* [Request] Can you turn the records into a numbered list with blank lines left out, covering only the span that begins at the line containing "the bird beak" and stops after the line containing "point(247, 142)", both included?

* [Dataset extract]

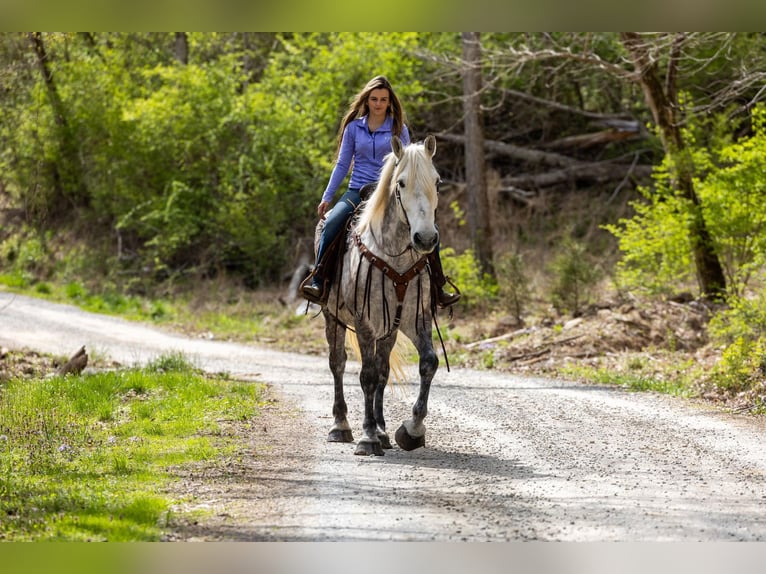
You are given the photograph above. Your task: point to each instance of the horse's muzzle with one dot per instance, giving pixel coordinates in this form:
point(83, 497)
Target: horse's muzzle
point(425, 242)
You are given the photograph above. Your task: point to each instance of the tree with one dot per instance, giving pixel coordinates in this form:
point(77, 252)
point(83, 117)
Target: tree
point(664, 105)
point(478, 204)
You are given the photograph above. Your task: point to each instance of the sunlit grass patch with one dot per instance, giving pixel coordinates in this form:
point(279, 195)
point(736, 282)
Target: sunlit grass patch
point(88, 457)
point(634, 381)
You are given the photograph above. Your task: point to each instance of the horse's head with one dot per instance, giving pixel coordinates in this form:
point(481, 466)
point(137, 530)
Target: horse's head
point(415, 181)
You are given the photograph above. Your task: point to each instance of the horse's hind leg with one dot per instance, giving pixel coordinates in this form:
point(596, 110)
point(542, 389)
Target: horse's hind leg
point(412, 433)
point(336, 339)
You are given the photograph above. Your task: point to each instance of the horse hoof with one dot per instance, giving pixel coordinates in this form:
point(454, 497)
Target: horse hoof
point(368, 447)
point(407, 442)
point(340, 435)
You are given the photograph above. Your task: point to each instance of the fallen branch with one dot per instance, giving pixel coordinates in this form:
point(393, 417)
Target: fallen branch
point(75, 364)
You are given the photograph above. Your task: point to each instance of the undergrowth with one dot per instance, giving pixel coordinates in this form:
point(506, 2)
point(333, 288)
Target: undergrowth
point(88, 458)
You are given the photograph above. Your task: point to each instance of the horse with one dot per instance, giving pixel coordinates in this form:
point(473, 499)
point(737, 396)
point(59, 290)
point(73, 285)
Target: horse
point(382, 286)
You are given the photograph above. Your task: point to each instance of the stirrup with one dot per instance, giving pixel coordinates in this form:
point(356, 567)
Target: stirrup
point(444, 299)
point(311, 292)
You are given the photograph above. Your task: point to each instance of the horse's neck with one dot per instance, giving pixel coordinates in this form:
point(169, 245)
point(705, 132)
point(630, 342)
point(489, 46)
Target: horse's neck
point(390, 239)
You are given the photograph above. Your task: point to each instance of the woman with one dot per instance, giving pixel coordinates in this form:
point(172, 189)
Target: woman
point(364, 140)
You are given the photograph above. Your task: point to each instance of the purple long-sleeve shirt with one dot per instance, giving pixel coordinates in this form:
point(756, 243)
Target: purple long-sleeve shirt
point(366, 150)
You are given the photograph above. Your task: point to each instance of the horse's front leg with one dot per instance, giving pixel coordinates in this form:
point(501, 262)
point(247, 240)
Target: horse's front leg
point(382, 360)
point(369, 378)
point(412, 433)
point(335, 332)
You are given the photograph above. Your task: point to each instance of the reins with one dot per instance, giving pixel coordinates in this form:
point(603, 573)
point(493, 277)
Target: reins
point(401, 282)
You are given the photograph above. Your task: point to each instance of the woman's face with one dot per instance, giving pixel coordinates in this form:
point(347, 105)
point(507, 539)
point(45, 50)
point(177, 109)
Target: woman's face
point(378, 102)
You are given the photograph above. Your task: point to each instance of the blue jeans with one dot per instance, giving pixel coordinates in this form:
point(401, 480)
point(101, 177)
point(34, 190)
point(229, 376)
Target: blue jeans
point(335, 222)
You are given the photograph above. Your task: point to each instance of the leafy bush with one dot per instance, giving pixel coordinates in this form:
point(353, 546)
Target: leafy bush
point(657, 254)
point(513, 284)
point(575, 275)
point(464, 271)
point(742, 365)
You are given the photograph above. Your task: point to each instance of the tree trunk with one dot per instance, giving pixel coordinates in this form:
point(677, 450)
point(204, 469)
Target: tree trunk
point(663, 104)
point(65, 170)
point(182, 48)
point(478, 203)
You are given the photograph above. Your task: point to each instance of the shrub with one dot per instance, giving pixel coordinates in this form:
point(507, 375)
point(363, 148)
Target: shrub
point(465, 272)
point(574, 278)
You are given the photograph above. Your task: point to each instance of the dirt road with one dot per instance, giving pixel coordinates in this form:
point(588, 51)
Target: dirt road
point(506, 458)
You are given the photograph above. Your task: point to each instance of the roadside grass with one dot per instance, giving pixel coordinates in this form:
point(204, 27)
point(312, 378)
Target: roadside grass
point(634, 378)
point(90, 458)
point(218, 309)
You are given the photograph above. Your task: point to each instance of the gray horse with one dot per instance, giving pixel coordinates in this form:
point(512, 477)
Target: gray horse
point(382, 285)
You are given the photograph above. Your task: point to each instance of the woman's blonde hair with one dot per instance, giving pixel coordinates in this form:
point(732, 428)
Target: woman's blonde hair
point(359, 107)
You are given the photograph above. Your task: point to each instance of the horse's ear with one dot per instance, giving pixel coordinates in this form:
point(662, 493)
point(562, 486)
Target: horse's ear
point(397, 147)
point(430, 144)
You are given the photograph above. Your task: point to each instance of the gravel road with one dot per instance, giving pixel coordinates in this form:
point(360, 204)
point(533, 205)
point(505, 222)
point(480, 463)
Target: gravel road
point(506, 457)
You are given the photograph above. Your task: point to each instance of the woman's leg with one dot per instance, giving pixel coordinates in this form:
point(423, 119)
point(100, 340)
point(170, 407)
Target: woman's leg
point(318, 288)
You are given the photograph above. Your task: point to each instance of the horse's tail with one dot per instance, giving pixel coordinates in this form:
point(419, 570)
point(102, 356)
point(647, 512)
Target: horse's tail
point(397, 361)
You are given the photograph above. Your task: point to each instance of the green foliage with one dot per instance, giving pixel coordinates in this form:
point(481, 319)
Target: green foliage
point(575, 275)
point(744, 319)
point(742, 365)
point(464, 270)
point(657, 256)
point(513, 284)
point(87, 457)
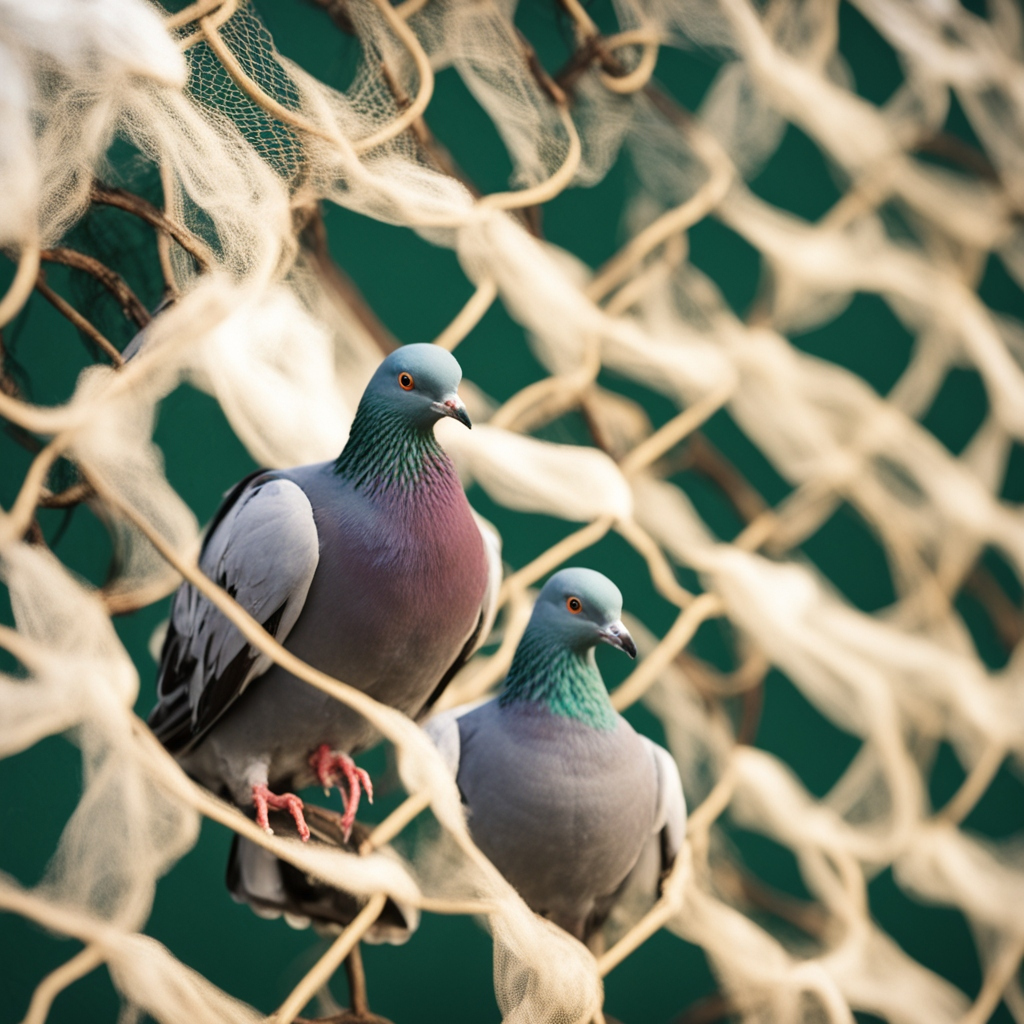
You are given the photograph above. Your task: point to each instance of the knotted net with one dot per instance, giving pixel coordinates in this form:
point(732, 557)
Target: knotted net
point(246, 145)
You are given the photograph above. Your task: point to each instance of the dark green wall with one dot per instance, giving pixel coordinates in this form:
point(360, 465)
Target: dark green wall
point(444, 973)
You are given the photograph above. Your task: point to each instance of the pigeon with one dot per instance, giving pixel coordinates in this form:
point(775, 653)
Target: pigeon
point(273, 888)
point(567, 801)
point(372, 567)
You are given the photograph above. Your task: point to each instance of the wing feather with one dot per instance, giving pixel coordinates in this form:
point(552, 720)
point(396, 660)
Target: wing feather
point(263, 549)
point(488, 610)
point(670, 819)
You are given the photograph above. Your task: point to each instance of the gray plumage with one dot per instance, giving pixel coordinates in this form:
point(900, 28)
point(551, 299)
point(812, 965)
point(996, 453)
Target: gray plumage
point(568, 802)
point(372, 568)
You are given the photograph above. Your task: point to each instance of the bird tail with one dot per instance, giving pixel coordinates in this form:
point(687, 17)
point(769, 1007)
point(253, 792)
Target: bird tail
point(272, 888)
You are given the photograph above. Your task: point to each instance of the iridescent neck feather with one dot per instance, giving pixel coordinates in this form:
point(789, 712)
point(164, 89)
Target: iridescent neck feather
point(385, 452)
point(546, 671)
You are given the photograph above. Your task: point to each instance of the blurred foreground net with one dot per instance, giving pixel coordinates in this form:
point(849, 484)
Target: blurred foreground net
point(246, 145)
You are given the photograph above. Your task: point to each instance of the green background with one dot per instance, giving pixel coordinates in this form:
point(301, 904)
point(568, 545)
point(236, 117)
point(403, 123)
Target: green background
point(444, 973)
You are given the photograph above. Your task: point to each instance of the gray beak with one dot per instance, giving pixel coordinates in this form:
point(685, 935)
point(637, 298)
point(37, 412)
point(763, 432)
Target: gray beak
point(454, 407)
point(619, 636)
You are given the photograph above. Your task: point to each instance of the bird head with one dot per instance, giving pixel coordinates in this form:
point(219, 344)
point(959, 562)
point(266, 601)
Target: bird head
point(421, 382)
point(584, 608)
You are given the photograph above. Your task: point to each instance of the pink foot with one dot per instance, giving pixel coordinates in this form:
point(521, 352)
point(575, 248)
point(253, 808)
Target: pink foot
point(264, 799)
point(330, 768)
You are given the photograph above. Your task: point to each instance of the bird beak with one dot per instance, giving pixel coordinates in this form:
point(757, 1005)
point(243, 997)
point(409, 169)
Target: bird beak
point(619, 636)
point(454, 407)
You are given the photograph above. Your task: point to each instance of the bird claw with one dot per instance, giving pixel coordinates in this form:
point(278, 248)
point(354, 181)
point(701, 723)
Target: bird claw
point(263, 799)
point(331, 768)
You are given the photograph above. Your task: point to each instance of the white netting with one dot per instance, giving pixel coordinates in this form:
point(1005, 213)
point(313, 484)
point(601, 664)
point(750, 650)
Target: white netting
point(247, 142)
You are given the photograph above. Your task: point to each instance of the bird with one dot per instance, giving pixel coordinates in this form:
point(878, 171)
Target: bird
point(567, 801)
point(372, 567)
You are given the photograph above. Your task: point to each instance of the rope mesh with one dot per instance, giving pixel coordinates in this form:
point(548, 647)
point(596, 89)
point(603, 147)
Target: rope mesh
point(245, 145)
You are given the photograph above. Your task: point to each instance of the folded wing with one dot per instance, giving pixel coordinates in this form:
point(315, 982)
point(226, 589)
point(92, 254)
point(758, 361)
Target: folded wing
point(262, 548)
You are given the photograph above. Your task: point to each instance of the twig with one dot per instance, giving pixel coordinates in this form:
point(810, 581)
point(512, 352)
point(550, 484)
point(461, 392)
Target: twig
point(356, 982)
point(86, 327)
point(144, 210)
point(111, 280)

* [Response for this exercise]
1. You are given the photograph above. Your task: point to each instance of the bird beak with one dot per instance, giving pixel coordinates in this form:
2. point(757, 1005)
3. point(243, 997)
4. point(409, 169)
5. Target: bird beak
6. point(619, 636)
7. point(454, 407)
8. You are given the photograph above. Your task: point to each instance of the bird claw with one dot per instance, giving pixel coordinates in this form:
9. point(278, 248)
10. point(354, 181)
11. point(701, 723)
12. Target: bird claw
13. point(263, 799)
14. point(331, 768)
15. You are given the photograph above. Your task: point to each instance of the white netting with one dot per instance, giving pixel coordinates in this form:
16. point(1005, 213)
17. point(313, 484)
18. point(601, 664)
19. point(750, 650)
20. Target: white netting
21. point(247, 142)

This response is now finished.